Short exercise :: Rescale the records from the line containing "wooden double door." up to and including the line containing "[0,0,366,529]". Reproduce every line, requests unchanged, but multiply each bounding-box coordinate in the answers by 0.3 and round it to a whole number, with halves rounded up.

Provided data ::
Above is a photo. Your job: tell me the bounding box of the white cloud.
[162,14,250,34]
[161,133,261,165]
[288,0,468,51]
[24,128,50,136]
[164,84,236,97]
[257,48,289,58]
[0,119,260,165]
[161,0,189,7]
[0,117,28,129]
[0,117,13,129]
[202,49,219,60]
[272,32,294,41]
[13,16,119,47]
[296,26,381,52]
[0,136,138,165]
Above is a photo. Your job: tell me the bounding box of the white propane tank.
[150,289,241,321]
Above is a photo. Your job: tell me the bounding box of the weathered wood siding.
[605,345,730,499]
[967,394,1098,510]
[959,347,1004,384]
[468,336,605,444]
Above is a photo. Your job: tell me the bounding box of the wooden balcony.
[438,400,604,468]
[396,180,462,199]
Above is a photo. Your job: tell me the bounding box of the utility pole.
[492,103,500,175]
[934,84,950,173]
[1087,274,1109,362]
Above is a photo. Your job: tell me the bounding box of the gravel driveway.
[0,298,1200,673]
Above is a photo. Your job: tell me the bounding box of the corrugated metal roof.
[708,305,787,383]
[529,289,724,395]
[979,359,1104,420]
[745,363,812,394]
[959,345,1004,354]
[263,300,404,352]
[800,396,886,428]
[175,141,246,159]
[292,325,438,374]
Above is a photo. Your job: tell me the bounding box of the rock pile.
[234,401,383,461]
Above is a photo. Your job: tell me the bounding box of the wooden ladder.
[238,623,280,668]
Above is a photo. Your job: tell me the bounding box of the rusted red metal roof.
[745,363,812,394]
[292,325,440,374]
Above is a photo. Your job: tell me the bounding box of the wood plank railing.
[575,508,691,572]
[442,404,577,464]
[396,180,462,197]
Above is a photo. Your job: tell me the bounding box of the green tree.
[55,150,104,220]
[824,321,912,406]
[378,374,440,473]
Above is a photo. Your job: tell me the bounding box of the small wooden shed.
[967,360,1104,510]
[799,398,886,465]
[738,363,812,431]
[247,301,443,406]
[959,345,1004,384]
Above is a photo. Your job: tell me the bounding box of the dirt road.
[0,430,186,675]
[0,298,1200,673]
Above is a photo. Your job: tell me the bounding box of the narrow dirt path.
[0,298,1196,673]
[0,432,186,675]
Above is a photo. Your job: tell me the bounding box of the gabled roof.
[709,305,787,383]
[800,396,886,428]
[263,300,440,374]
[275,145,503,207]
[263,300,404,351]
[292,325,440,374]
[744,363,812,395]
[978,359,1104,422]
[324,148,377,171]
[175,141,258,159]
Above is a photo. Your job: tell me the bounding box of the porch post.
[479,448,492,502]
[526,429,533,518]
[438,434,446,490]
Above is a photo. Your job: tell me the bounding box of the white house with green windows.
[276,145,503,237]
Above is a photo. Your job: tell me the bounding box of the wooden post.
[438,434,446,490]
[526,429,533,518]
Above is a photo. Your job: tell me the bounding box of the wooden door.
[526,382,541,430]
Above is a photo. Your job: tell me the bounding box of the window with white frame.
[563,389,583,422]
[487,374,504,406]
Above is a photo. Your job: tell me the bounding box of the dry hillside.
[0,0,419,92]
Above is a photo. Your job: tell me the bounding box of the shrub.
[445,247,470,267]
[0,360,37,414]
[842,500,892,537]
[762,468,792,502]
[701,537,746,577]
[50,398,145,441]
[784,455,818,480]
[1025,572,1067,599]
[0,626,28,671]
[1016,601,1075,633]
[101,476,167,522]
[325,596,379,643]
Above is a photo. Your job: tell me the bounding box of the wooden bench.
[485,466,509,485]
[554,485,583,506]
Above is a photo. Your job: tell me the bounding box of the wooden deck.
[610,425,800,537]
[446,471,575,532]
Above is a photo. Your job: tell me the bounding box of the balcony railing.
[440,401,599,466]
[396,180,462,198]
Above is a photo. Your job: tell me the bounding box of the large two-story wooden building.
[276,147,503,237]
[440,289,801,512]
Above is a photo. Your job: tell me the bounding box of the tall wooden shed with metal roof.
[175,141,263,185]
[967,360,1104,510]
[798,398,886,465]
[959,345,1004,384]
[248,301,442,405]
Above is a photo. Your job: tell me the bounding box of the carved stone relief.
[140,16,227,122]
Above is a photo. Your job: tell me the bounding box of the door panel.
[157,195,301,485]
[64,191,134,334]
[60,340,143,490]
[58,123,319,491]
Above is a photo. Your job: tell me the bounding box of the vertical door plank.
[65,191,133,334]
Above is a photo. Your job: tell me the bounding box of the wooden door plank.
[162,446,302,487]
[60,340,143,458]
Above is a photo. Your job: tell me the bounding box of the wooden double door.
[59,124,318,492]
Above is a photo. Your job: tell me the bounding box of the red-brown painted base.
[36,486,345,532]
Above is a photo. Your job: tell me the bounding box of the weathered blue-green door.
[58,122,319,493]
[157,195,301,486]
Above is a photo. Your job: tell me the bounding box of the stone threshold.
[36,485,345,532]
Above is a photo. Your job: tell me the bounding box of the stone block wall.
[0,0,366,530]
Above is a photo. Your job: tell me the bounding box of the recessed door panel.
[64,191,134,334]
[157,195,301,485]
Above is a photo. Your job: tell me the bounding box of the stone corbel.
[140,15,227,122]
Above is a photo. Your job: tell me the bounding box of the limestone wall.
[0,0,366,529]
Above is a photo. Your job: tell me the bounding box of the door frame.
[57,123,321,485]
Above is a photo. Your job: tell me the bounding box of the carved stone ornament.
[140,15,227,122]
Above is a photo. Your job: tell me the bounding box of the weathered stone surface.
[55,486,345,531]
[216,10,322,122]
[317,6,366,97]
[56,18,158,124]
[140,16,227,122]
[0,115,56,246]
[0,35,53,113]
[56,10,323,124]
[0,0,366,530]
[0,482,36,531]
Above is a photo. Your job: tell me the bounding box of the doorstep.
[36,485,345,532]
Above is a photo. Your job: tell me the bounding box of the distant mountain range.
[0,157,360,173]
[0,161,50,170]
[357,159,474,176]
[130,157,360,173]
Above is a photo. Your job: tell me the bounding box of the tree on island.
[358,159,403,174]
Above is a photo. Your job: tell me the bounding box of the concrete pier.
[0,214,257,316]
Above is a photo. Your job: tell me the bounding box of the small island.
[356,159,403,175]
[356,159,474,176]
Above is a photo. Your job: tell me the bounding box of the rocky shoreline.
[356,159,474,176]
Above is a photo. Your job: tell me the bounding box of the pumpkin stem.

Result for this exercise ::
Above is a photo. Your job: tell me the bounding box of the wooden double door.
[18,37,95,148]
Above is a photo. Your job: tell me the bounding box of the red-brown painted base.
[11,146,104,160]
Above is a photo. Your job: tell me the bounding box of the weathered blue-green door.
[17,37,96,148]
[47,59,90,146]
Above is a photo. Your job: tell me the bounding box of the stone threshold.
[11,146,104,160]
Above is a photo. Your job: tell me the bounding box of the stone block wall.
[0,0,110,159]
Above is a photo. Your job: tell me the bounding box of the recessed door panel.
[19,57,40,100]
[47,59,90,146]
Above is a photo. Your job: tell me the bounding box of the stone corbel.
[42,5,68,37]
Above is a photo. Your job: tell me the bounding box of the limestone wall.
[0,0,110,159]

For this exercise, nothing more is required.